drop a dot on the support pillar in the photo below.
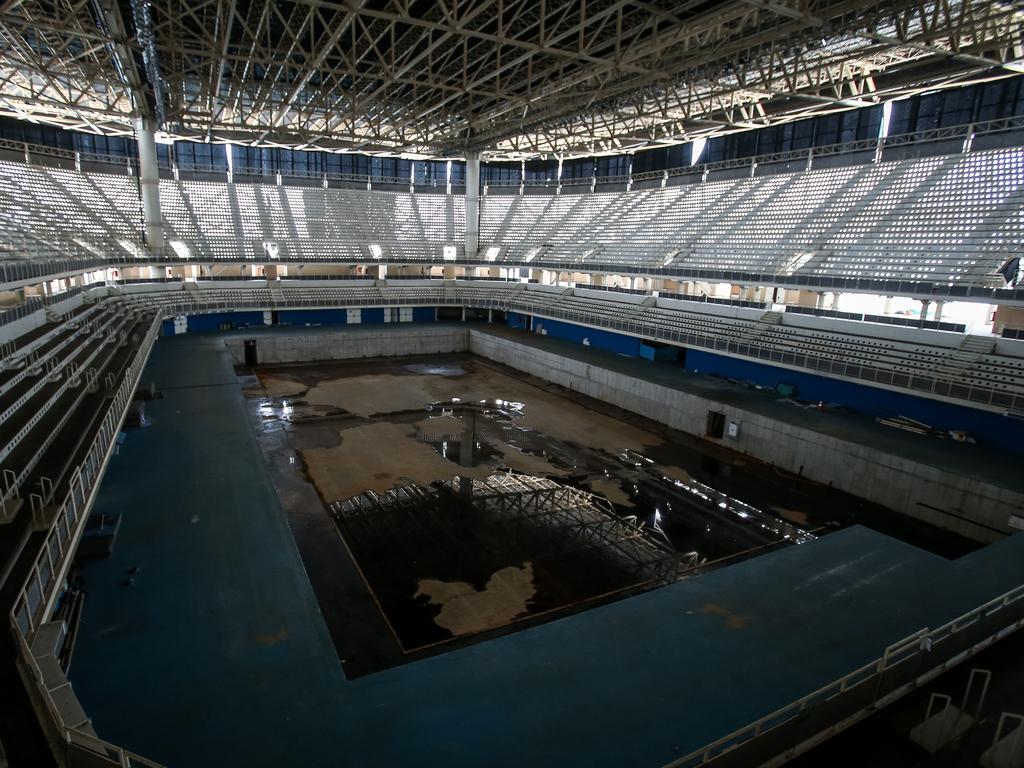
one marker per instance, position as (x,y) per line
---
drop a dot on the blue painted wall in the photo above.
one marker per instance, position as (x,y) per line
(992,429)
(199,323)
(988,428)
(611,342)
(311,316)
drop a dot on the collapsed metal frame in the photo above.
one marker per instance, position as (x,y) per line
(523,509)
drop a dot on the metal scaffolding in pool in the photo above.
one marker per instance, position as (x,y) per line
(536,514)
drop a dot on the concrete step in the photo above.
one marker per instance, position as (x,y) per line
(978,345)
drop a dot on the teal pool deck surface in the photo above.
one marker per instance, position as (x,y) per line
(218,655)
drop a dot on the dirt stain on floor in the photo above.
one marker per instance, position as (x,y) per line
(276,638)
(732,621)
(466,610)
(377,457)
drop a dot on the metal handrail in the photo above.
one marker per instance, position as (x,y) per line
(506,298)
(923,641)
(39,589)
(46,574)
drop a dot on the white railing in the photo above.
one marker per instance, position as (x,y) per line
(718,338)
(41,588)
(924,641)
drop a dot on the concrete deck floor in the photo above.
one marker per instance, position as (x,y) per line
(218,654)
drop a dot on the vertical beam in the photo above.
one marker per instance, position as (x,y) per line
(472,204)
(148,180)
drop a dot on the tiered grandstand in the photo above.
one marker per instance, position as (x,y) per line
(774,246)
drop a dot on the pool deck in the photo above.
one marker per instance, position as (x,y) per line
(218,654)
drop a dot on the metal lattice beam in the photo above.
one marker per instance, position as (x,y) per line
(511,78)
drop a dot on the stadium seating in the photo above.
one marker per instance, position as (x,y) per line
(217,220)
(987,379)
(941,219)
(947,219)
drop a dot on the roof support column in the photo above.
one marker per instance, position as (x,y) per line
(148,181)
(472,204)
* * *
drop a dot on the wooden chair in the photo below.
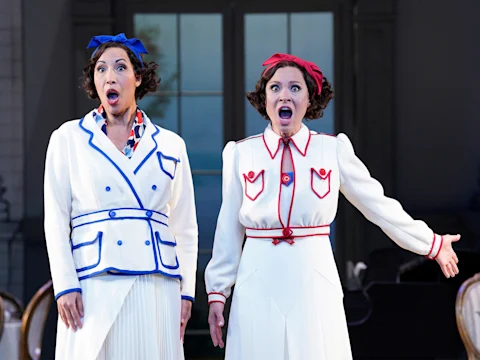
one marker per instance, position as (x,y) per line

▶ **Exercise goal**:
Please show each line of the records above that contains the word "concrete", copying every such line in full.

▶ **Final answer**:
drop a dot on the concrete step in the photo above.
drop a dot on the concrete deck floor in the photo above.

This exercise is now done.